▸ Written request: According to the text on the influence of the beautiful, whom did the statue in the market-place of an Italian city represent?

▸ Document:
□ □ □ □ □ □ □
BEAUTIFUL, INFLUENCE OF THE
Every one is influenced to a greater or less degree by that which he sees about him, and those with whom he comes in contact.
A beautiful statue once stood in the
market-place of an Italian city. It was the
statue of a Greek slave-girl. It represented
the slave as tidy and well drest. A ragged,
uncombed little street child, coming across
the statue in her play, stopt and gazed at
it in admiration. She was captivated by it.
She gazed long and lovingly. Moved by a
sudden impulse, she went home and washed
her face and combed her hair. Another day
she stopt again before the statue and admired
it, and she got a new idea. Next day
her tattered clothes were washed and mended.
Each time she looked at the statue she found
something in its beauties until she was a
transformed child.
This law of transformation through
appreciation has its highest illustration
in the changed life and character of
men who have lived in communion with
God.
(195)
BEAUTIFUL LIFE, SECRET OF
In the legend of the "Great Stone Face"
Hawthorne tells us how a great soul was
formed by constantly looking at an ideal
head formed by rocks on the side of a mountain.
Ernest had been told by his mother
that some day or other (so the people in the
valley believed) a man would grow up from
among them who would be the greatest man
of his time, and that his face would resemble
the face outlined on the rocks of the
mountain. So Ernest waited, and finally a
man who had become very rich came back
to the valley and built a palace, and people
thought for a time that the legend had been
fulfilled in Mr. Grabgold, but the man was
hard and selfish. Another came who was
famous as a statesman, but ambition had
killed his spiritual life. A poet came, whose
verses had been an inspiration to Ernest, who
often preached to the people of the valley,
but the poet was a sensualist. He admitted to
Ernest that he had not lived the beautiful life
that he had depicted in his poetry, that he
had even doubted at times whether the beautiful
things he had taught to men were true.
□ □ □ □ □ □ □
▸ Supplied material:

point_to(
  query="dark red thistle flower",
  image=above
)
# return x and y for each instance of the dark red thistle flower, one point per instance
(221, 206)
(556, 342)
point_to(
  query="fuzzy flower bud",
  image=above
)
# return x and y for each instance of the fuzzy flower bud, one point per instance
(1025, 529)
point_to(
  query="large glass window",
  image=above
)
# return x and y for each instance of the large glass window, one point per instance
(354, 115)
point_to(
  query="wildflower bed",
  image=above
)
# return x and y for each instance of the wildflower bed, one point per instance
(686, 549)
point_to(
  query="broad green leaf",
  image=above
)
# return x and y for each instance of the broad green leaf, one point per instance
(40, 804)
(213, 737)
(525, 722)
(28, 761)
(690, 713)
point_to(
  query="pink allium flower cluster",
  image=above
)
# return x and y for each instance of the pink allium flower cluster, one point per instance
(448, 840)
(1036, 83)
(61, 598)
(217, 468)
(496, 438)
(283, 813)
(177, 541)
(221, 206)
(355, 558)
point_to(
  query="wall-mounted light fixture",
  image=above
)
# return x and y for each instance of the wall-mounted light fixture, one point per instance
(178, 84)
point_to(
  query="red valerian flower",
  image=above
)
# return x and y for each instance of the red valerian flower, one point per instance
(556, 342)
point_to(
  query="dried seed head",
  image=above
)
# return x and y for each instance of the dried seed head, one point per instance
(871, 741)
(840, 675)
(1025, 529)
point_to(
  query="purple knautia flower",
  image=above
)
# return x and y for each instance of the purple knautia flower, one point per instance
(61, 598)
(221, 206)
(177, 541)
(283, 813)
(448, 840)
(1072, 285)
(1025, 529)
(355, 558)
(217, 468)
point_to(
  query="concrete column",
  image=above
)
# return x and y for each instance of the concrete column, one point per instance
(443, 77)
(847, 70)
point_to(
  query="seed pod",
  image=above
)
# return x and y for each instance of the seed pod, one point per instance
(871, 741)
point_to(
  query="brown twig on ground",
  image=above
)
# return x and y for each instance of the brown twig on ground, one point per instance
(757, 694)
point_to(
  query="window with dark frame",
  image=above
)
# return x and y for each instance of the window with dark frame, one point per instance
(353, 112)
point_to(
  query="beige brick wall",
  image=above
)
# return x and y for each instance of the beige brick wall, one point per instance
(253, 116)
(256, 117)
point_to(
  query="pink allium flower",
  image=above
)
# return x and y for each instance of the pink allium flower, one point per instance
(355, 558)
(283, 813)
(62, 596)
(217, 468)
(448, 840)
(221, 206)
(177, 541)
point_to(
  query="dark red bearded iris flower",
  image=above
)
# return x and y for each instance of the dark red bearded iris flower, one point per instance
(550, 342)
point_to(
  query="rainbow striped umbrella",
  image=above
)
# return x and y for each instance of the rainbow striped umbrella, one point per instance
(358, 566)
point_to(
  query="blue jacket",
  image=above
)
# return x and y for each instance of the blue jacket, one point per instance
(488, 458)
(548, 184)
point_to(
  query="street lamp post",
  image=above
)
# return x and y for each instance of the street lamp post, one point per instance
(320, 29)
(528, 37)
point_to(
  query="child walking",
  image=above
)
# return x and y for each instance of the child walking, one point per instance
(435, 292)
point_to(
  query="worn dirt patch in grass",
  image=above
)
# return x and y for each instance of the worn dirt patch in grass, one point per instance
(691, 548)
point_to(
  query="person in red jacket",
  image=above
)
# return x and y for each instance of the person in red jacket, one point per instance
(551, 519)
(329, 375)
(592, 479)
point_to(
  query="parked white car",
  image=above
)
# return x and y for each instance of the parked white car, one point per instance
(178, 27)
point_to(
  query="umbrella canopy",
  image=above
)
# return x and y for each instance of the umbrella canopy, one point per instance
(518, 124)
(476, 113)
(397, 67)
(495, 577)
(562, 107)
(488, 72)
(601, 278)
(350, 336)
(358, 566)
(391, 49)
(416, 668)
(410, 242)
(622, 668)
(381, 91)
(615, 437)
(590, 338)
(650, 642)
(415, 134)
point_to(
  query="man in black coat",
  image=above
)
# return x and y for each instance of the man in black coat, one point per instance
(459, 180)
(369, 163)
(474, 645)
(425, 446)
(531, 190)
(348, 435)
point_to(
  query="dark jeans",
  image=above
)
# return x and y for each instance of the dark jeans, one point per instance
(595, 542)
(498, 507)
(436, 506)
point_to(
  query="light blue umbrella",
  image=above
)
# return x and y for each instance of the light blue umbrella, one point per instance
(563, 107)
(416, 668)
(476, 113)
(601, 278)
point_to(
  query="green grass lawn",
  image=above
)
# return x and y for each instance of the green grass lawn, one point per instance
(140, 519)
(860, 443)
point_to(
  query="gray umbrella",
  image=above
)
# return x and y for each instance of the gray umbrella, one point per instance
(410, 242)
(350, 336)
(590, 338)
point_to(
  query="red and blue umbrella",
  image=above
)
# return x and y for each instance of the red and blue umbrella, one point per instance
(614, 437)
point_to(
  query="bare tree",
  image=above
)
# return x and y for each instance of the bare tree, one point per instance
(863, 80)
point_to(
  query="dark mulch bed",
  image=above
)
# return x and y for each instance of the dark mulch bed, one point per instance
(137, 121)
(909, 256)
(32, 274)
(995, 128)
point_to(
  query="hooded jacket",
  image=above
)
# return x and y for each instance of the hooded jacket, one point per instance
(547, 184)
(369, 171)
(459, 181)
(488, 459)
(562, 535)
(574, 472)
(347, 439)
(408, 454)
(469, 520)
□ □ □ □ □ □ □
▸ Solution to this task: A Greek slave-girl.